Task objective: Exactly reproduce the lines beginning with the line that includes "sea of clouds" and ending with the last line of the data.

Excerpts from a dataset:
++++++++++
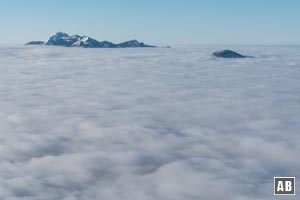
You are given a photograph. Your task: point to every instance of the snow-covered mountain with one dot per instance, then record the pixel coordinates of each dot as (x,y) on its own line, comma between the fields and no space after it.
(63,39)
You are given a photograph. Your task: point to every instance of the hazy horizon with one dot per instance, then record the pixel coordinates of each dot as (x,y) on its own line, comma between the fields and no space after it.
(155,22)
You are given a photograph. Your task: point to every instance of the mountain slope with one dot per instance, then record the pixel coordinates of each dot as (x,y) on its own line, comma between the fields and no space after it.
(63,39)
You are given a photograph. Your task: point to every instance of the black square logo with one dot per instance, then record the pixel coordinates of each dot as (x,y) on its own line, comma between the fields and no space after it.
(284,185)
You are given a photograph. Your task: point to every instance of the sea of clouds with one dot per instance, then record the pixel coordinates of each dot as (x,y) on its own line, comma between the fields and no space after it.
(147,124)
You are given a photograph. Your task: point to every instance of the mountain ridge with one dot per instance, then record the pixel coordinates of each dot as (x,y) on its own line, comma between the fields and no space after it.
(63,39)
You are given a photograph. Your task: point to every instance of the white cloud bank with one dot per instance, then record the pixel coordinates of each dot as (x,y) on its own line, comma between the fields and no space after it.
(147,124)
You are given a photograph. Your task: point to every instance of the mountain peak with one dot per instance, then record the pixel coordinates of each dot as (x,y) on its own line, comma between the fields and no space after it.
(63,39)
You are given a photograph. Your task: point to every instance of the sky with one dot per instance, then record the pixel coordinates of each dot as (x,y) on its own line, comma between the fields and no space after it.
++++++++++
Solution to this exercise:
You are given a photograph. Your task: point to every instance of the sea of clouds with one dot per instance, then record the pixel coordinates of each dot as (x,y) on its own line, comma between the fields and no space after it.
(147,124)
You are given a photograph. Your task: point to every instance of the mountain ridge with one dot per instance, then record the pixel coordinates of each dot as (x,y) on its own line, comma between the fields and no space after it.
(63,39)
You are given a photograph. Your task: point to every instance of the white cloud bank with one dot per instance, then record the pixel coordinates of each dot as (x,y) on its own line, comma between the fields and no space after it.
(147,124)
You are given a photograph. Your task: point to every instance of the mountain peak with one dot per instance, then record the pixel coordinates of each dot as (x,y) on its own line, comma between the fields and no space after it.
(63,39)
You are given a photograph. Your task: point to every instance of the sky with one dot per instance, then record the pixel coordinates of each dot as (x,y) on its own line, comma between the fields and no space after it.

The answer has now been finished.